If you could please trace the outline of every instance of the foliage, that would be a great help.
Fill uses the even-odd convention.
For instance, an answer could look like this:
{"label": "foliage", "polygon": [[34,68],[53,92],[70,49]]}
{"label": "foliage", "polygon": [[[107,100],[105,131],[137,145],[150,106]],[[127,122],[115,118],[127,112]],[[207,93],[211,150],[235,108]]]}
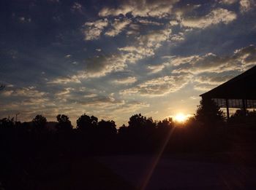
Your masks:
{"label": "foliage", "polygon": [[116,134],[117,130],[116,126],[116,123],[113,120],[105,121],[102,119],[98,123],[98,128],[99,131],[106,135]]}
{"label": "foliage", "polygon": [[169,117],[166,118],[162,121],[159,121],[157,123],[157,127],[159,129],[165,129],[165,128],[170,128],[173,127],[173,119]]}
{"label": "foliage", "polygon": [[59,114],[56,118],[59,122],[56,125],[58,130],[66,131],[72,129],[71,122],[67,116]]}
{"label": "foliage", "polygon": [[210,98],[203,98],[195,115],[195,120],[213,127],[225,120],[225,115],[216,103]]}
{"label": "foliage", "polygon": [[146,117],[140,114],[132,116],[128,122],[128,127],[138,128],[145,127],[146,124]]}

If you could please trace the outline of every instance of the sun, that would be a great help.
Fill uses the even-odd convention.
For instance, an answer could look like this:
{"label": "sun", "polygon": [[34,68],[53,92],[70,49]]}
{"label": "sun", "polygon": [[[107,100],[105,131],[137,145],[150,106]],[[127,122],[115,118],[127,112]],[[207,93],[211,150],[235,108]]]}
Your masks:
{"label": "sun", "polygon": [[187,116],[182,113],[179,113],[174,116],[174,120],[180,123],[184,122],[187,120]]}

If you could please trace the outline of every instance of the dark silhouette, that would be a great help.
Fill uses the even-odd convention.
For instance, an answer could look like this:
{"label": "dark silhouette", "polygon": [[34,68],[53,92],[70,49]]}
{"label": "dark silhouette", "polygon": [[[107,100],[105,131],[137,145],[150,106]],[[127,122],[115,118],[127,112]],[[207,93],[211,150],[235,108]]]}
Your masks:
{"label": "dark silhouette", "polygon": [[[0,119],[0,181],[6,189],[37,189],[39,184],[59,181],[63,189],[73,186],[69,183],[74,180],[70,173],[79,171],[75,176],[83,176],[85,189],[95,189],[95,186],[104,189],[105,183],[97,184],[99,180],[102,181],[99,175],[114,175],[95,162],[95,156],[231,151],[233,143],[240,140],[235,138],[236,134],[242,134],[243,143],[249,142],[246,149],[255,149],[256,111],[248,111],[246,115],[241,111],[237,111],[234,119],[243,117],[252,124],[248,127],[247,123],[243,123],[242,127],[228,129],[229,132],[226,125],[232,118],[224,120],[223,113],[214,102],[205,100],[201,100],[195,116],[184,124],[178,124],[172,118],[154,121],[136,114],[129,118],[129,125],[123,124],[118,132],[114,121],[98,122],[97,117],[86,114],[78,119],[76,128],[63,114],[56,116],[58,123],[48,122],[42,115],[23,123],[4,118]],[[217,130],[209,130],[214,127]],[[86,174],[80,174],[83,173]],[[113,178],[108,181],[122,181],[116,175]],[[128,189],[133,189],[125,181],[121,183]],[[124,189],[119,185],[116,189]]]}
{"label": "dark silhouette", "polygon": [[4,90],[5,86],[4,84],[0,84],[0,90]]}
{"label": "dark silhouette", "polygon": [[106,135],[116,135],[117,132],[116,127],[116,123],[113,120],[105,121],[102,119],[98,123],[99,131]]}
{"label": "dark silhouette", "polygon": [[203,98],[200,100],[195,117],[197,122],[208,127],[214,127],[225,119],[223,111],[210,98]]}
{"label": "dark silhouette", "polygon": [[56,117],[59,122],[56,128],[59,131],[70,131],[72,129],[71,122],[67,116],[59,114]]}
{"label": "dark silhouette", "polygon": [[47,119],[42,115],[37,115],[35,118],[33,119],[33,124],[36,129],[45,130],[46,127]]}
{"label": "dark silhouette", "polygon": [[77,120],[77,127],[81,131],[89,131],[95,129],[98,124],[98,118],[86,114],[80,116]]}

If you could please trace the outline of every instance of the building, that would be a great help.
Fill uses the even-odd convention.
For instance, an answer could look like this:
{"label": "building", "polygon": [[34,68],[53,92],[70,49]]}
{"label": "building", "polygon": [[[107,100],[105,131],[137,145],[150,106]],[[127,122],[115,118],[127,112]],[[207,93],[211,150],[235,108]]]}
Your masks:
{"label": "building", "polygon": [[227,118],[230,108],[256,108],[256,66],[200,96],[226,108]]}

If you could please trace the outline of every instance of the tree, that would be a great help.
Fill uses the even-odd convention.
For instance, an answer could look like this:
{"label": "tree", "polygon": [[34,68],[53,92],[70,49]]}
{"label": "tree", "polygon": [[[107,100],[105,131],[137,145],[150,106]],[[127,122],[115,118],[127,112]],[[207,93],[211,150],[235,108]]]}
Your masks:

*Problem to work on:* Put every line of the data above into a numbered list, leaving out blank lines and the picture.

*Problem solution:*
1. If you could please trace the outline of every instance of the foliage, that would be a great help.
2. Fill uses the even-odd convention.
3. For instance, an answer could look like this:
4. {"label": "foliage", "polygon": [[34,68],[53,92],[70,49]]}
5. {"label": "foliage", "polygon": [[[107,100],[105,131],[137,145],[150,106]],[[127,122],[115,118],[127,112]],[[207,93],[211,150],[235,108]]]}
6. Your masks:
7. {"label": "foliage", "polygon": [[116,134],[117,130],[116,126],[116,123],[113,120],[105,121],[102,119],[98,123],[98,128],[99,131],[106,135]]}
8. {"label": "foliage", "polygon": [[169,117],[166,118],[162,121],[159,121],[157,123],[157,127],[159,129],[165,129],[165,128],[170,128],[173,127],[173,119]]}
9. {"label": "foliage", "polygon": [[59,114],[56,118],[59,122],[56,125],[58,130],[66,131],[72,129],[71,122],[67,116]]}
10. {"label": "foliage", "polygon": [[210,98],[203,98],[195,115],[195,120],[213,127],[225,120],[225,115],[216,103]]}
11. {"label": "foliage", "polygon": [[146,117],[140,114],[132,116],[128,122],[128,127],[138,128],[145,127],[146,124]]}
12. If you could please trace the outline of every instance of the sun, that would be a great help.
13. Fill uses the even-odd convention.
14. For instance, an answer could look like this:
15. {"label": "sun", "polygon": [[34,68],[53,92],[70,49]]}
16. {"label": "sun", "polygon": [[[107,100],[105,131],[137,145],[150,106]],[[127,122],[115,118],[127,112]],[[207,93],[211,150],[235,108]]]}
17. Your masks:
18. {"label": "sun", "polygon": [[187,116],[182,113],[179,113],[174,116],[174,120],[180,123],[184,122],[187,120]]}
19. If you could please trace the outline of every instance of the dark silhouette, that would be a great help.
20. Fill uses the even-odd convention.
21. For instance, an answer could look like this:
22. {"label": "dark silhouette", "polygon": [[34,68],[53,92],[70,49]]}
23. {"label": "dark silhouette", "polygon": [[[107,100],[105,131],[137,145],[150,106]],[[127,122],[115,118],[127,112]],[[207,93],[211,150],[235,108]]]}
24. Your masks:
25. {"label": "dark silhouette", "polygon": [[[0,119],[0,181],[6,189],[37,189],[39,184],[59,181],[63,189],[73,186],[69,183],[74,180],[70,173],[79,171],[75,176],[83,176],[85,189],[95,189],[95,186],[104,189],[105,183],[97,184],[99,180],[102,181],[99,175],[114,175],[95,162],[95,156],[231,151],[233,143],[240,140],[235,138],[236,134],[242,134],[243,143],[249,142],[246,149],[255,149],[256,111],[248,111],[246,115],[241,111],[237,111],[234,119],[243,117],[252,124],[248,127],[247,123],[243,123],[242,127],[228,129],[229,132],[226,125],[232,118],[224,120],[223,113],[214,102],[205,100],[201,100],[195,116],[184,124],[178,124],[172,118],[154,121],[136,114],[129,118],[129,125],[123,124],[118,132],[114,121],[98,122],[97,117],[86,114],[78,119],[76,128],[63,114],[56,116],[58,123],[48,122],[42,115],[23,123],[4,118]],[[217,130],[209,130],[214,127]],[[86,174],[80,174],[83,173]],[[113,178],[108,181],[122,181],[116,175]],[[128,189],[133,189],[125,181],[121,183]],[[124,189],[119,185],[116,189]]]}
26. {"label": "dark silhouette", "polygon": [[4,90],[5,86],[4,84],[0,84],[0,90]]}
27. {"label": "dark silhouette", "polygon": [[106,135],[116,135],[117,132],[116,127],[116,123],[113,120],[105,121],[102,119],[98,123],[99,131]]}
28. {"label": "dark silhouette", "polygon": [[203,98],[200,100],[195,117],[197,122],[208,127],[214,127],[225,119],[223,111],[210,98]]}
29. {"label": "dark silhouette", "polygon": [[56,117],[59,122],[56,128],[59,131],[70,131],[72,129],[71,122],[67,116],[59,114]]}
30. {"label": "dark silhouette", "polygon": [[47,119],[42,115],[37,115],[35,118],[33,119],[33,124],[36,129],[45,130],[46,127]]}
31. {"label": "dark silhouette", "polygon": [[77,120],[77,127],[81,131],[89,131],[95,129],[98,124],[98,118],[86,114],[80,116]]}
32. If you could please trace the outline of every instance of the building, that would be a great help.
33. Fill uses the even-odd convention.
34. For instance, an answer could look like this:
35. {"label": "building", "polygon": [[34,68],[53,92],[70,49]]}
36. {"label": "building", "polygon": [[[107,100],[105,131],[137,145],[150,106]],[[127,122],[115,118],[127,112]],[[207,93],[211,150],[235,108]]]}
37. Your masks:
38. {"label": "building", "polygon": [[227,118],[230,108],[256,108],[256,66],[200,96],[226,108]]}
39. If you could please trace the outline of every instance of the tree, that would be a great help.
40. Fill uses the even-odd convention.
41. For instance, an answer could look like this:
42. {"label": "tree", "polygon": [[34,68],[53,92],[70,49]]}
43. {"label": "tree", "polygon": [[[107,100],[105,131],[137,145],[150,106]],[[127,122],[115,118],[127,112]],[[207,93],[211,150],[235,108]]]}
44. Your masks:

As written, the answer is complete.